--- start of SOURCE EXTRACT ---

Sicily | October 2017

Unapologetically raw.

With no debt to tourists there aren’t any fake fronts or mistaking what type of lifestyle the Sicilians live. 

The streets are lined in graffiti with very few, if any, global chains or brands scattered throughout these small Italian towns. The people go about their own business, some unsure if you are lost and that’s how you’ve come to be in the area. 

You experience the truth of an Italian town. Before over production for tourism, before internationals came for their piece of the pie, before they relied on peak travel seasons for survival.

Sicily, and more specifically Palermo, is a part of the small list of cities and countries around the world that are on a ‘must see before they change’ list. A must see before tourism changes their original heritage, history and way of life. 


The start of our Sicily trip was in Palermo, the capital city of the Italian Island. Here, we stayed at the Grand Hotel Piazza Borsa which is set in three historic buildings including a 16th-Century Cloister. Close to the main town square, Quattro Canti, and not too far from other historic sites and markets. The hotel itself, as a historic landmark, is the first place you will want to explore. An endless warren of rooms that really paint the picture of a time it was full of the makings of history.

We then drove across to the other side of the Island to Taormina. A hilltop town on the east coast of Sicily. Here was stayed in a more low-key hotel, Hotel Condor. We opted for this smaller hotel because of it’s location, being slightly out of town but still within an easy walking distance, and it’s beautiful room views of the ocean and Ancient Greek Amphitheatre. This tucked away gem really sets the scene for the Sicilian way of life. It also has a wonderful rooftop balcony for all guests to sit and watch the sunset from, if your don’t book a room with a balcony.  

We booked Grand Hotel Piazza Borsa through and Hotel Condor through Qantas Hotels

Both oozed Italian charm. The perfect blend of historic and modern Italy.


We had pre-planned to hire a car and drive from one side of Sicily to the other. Being a small Island, it only takes a few hours to get from Palermo to Taormina. 

We hired our car through Europe Car Rentals which allowed us to pickup the car in Palermo and then drop it off before flying out, at the airport, in Catania. 

We did a bit of research before arriving in Sicily but made the final plan for our road trip across the island, the day before. While it doesn’t take long to get from one side to the other, there is a lot to Sicily, which can’t be seen in a day. 

One of the reasons for hiring the car was to stop and explore cute coastal fishing villages along the way. The South of Sicily has so much to offer but unfortunately we didn’t have time to adventure that way during this trip. We would make a call on which ones to stop at, as we were arriving or driving past the turn-offs on the highway.

Each offered something different; a historic land piece which was once a separate island and now joined the mainland, beautiful fresh fruit and veg’ markets, or a simple pastry and coffee atop a cliff.

If you don’t want to hire a car, there is a bus which will take you from Palermo to Taormina. Although based on all accounts from friends who have done this, it cut’s right through the middle of the island so there isn’t much to see in the way of coastal towns or excitement in general. So we would definitely recommend the car hire option, even if you plan on being stationary in one town and driving out on daily trips.

--- end of SOURCE EXTRACT ---
--- start of RECORD LIST ---

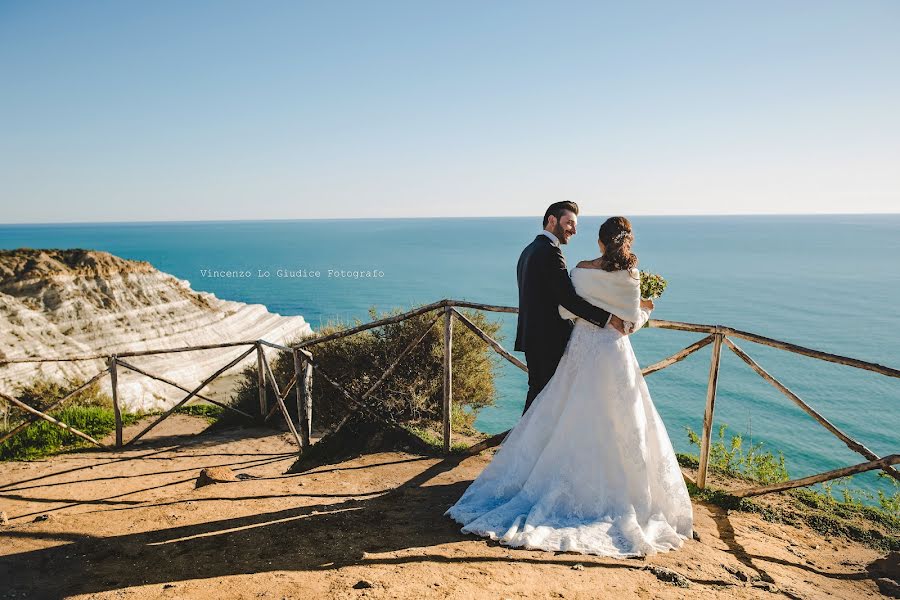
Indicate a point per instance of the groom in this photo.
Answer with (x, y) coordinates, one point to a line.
(544, 284)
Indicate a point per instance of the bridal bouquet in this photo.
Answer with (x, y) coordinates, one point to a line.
(652, 285)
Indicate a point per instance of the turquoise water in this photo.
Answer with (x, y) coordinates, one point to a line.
(827, 282)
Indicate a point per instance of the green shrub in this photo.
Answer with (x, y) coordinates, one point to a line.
(731, 458)
(413, 392)
(90, 411)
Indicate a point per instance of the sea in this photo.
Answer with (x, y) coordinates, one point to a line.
(831, 283)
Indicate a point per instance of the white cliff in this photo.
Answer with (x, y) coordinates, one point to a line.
(66, 303)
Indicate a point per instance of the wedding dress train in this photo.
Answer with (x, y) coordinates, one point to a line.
(590, 467)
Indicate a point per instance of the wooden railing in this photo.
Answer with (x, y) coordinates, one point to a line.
(305, 365)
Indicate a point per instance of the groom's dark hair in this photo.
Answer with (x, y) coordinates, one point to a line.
(558, 209)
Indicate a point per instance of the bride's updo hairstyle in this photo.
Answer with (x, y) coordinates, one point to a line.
(616, 235)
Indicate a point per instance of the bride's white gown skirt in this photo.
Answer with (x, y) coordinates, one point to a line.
(589, 468)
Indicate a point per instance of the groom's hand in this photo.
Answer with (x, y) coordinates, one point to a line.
(618, 324)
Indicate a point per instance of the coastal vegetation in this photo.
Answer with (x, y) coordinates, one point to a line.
(834, 508)
(411, 396)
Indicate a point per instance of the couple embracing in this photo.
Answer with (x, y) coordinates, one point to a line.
(589, 467)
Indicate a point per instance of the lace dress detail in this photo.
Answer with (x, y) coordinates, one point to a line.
(589, 468)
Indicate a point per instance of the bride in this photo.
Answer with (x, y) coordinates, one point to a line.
(589, 468)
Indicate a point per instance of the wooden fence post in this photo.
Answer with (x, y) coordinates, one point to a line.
(710, 407)
(114, 384)
(448, 374)
(261, 382)
(303, 372)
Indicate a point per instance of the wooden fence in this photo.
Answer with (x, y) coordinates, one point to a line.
(446, 310)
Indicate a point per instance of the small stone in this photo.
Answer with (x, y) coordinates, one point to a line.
(737, 573)
(669, 576)
(211, 475)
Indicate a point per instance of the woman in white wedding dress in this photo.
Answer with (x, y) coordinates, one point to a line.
(589, 468)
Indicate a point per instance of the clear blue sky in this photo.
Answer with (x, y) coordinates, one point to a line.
(164, 110)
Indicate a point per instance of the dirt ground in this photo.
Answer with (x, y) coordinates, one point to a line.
(131, 524)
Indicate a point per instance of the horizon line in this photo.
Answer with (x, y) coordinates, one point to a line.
(536, 216)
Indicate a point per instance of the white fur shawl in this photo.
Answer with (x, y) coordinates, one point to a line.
(617, 292)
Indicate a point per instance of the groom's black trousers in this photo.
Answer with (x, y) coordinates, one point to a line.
(542, 365)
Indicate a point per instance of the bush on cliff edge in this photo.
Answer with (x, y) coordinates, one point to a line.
(413, 392)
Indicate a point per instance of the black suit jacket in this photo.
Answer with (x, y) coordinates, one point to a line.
(544, 284)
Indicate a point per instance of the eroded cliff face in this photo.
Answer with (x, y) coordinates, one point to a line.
(66, 303)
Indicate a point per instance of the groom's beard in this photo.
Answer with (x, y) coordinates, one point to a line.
(560, 234)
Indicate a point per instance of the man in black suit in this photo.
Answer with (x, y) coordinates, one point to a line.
(544, 284)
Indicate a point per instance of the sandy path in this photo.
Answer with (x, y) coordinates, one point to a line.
(131, 525)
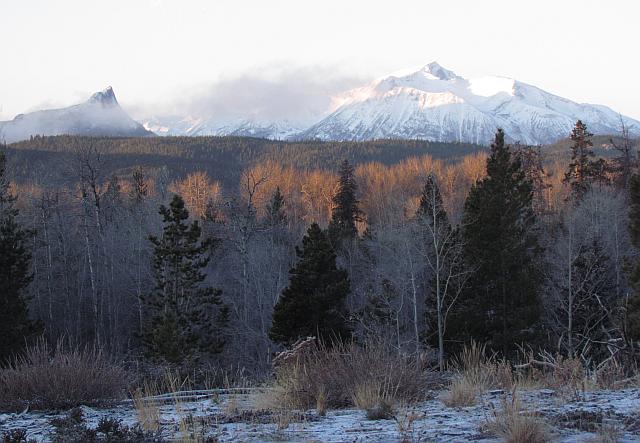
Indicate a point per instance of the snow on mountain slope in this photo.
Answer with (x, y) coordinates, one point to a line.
(434, 103)
(195, 126)
(101, 115)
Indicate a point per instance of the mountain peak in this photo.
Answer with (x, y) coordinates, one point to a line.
(438, 71)
(106, 97)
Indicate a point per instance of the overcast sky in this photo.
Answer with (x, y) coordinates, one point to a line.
(185, 55)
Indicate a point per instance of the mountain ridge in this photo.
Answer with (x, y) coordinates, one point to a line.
(100, 115)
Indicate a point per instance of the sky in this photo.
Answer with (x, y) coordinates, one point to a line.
(281, 58)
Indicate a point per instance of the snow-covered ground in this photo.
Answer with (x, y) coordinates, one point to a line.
(569, 420)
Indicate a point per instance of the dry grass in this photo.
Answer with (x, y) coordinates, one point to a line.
(517, 426)
(405, 420)
(321, 401)
(60, 378)
(147, 410)
(462, 392)
(606, 433)
(337, 376)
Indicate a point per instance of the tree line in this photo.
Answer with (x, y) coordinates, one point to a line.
(505, 248)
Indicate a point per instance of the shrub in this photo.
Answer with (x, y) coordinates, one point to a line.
(336, 374)
(375, 399)
(16, 436)
(60, 378)
(72, 429)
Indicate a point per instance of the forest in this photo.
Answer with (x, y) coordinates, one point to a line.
(201, 253)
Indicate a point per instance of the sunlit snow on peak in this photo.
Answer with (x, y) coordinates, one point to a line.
(490, 86)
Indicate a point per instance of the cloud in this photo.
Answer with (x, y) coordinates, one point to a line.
(300, 95)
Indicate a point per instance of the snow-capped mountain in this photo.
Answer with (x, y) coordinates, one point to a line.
(434, 103)
(198, 126)
(101, 115)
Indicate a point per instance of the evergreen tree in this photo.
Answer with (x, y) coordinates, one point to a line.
(15, 275)
(501, 299)
(583, 170)
(345, 207)
(186, 316)
(275, 210)
(633, 303)
(313, 303)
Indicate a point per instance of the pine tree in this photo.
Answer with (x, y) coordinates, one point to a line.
(275, 210)
(633, 303)
(15, 274)
(186, 316)
(583, 170)
(501, 302)
(313, 303)
(345, 212)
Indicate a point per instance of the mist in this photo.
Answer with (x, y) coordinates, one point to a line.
(300, 96)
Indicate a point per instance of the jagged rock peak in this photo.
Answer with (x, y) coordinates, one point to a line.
(106, 97)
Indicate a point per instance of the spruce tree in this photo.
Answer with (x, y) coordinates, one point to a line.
(633, 302)
(15, 274)
(185, 316)
(314, 302)
(345, 212)
(275, 209)
(501, 299)
(583, 169)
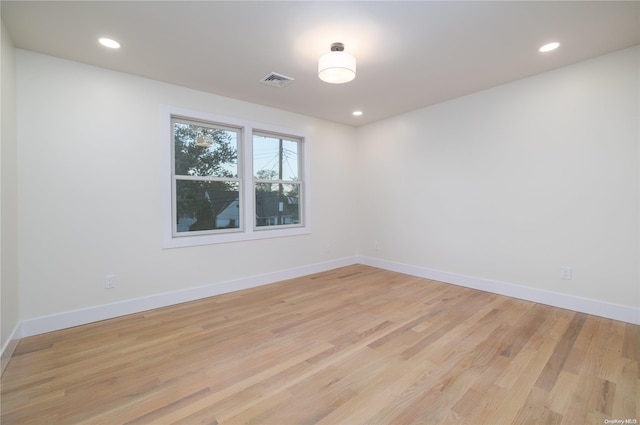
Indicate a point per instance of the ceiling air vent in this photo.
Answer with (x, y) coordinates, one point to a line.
(275, 79)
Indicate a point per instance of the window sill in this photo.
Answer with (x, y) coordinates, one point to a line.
(212, 239)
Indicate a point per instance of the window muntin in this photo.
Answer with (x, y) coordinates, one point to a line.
(194, 184)
(277, 185)
(206, 183)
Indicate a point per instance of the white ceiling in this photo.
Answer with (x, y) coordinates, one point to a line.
(410, 54)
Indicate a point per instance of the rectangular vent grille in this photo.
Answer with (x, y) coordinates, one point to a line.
(276, 80)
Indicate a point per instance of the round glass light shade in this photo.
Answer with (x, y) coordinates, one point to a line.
(337, 67)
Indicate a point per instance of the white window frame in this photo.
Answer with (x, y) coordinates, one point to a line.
(248, 229)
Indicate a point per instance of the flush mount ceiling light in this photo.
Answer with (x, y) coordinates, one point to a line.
(549, 47)
(107, 42)
(337, 67)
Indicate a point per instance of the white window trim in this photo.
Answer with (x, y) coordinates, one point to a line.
(249, 231)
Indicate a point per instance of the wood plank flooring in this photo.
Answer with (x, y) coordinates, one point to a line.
(355, 345)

--- end of RECORD LIST ---

• JOBS:
a – In the Sicily travel piece, what was the name of the hotel where the writers stayed in Taormina?
b – Write the next part of the Sicily travel piece, picking up after its final sentence.
This material has no connection to the Sicily travel piece.

• ANSWERS BELOW:
a – Hotel Condor.

b –
Other well known spots in Sicily include Catania, Syracuse which has an island attached to the mainland named Island of Ortigia or if you have time there is an island, Favignana, off the Western Coast of Sicily which is a part of the Egadi Islands. There isn’t a destination on Sicily which doesn’t have a historical landmark, so no matter where you go, you’ll come across something. 

The Joneses Rating


As an Italian Island that is still very raw and not over-developed for tourism like other major Italian cities, the prices remain very reasonable and often surprisingly cheap.

Palermo is far less visited than Taormina and reflected this in their prices of accommodation, food and experiences.

Even in the most expensive of places, we found, to eat and drink at, they were great prices.


There’s still so much of Sicily that we would love to explore. We would love to see what Palermo is like now, after a few years and increase in tourism. We’d also love to revisit our favourite bars and restaurants [just thinking about the cocktails at Bocum is making us check the time to see if it’s happy-hour yet]. 

The islands off the coastlines, the entire South of Sicily. There is so much we couldn’t fit within our short five day visit that look incredible and places we hope to someday get back to and experience. 


The driving. Look. We’re not saying all Italians are crazy on the roads but. All Italians are crazy on the roads.

The single land width roads which they somehow fit a parked car and two driving lanes on makes us appreciate our ‘normal’ wide lanes and overall order. It was an experience and one we still laugh about to this day but also something we’re grateful to not have on the daily basis. 


The Joneses Sicily


Food tours are one of our favourite things to do, in any city. Palermo’s tour was especially special. Run by Peppe, a born and bred local, you are taken to all the places he would buy food from [not the tourist places] and gives you information on the history and current state of the city at the same time. 


One of our favourite meals in Sicily was at the gastronomic restaurant Gagini in Palermo. We’ll admit, we love food and wine but have never appreciated the two paired well together, before we were looked after by the head Sommelier at Gagini.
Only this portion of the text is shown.